TASK DIRECTIONS:
Retype exactly the lines from the one that contains "Query: product box" through the final line of the material below, and add nothing else.

EXERCISE INPUT:
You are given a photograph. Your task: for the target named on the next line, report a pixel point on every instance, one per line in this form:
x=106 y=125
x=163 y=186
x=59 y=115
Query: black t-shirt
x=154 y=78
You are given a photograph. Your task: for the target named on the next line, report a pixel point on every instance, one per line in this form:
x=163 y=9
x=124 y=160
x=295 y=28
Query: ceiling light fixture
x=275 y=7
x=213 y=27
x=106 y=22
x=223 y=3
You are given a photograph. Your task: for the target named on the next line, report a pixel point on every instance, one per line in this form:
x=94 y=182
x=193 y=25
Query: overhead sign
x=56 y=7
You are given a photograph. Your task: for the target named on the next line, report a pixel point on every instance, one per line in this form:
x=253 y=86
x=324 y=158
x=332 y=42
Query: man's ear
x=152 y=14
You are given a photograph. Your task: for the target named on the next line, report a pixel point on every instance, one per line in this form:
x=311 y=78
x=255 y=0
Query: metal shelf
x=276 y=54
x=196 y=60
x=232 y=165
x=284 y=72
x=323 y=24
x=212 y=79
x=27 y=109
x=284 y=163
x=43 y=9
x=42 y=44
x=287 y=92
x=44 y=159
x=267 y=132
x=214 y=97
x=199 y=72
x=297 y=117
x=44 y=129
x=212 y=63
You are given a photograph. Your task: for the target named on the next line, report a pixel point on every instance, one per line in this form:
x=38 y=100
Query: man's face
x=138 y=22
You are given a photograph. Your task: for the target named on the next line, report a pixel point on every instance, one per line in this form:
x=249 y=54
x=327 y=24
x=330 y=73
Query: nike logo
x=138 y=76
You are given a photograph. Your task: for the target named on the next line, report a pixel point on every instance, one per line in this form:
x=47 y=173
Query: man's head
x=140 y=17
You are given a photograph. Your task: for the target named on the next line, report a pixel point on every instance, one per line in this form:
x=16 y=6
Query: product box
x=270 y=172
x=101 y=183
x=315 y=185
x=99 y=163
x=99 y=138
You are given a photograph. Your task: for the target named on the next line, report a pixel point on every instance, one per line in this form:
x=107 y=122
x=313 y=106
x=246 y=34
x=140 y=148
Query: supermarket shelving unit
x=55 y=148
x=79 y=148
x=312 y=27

TASK RESPONSE:
Query: product box
x=270 y=172
x=101 y=183
x=315 y=185
x=99 y=163
x=99 y=138
You are given a photograph. Your task: for the target named on the next line, report a pixel point on every instance, one per line in this form:
x=107 y=122
x=313 y=106
x=246 y=34
x=140 y=148
Query: supermarket shelving unit
x=55 y=148
x=79 y=148
x=312 y=27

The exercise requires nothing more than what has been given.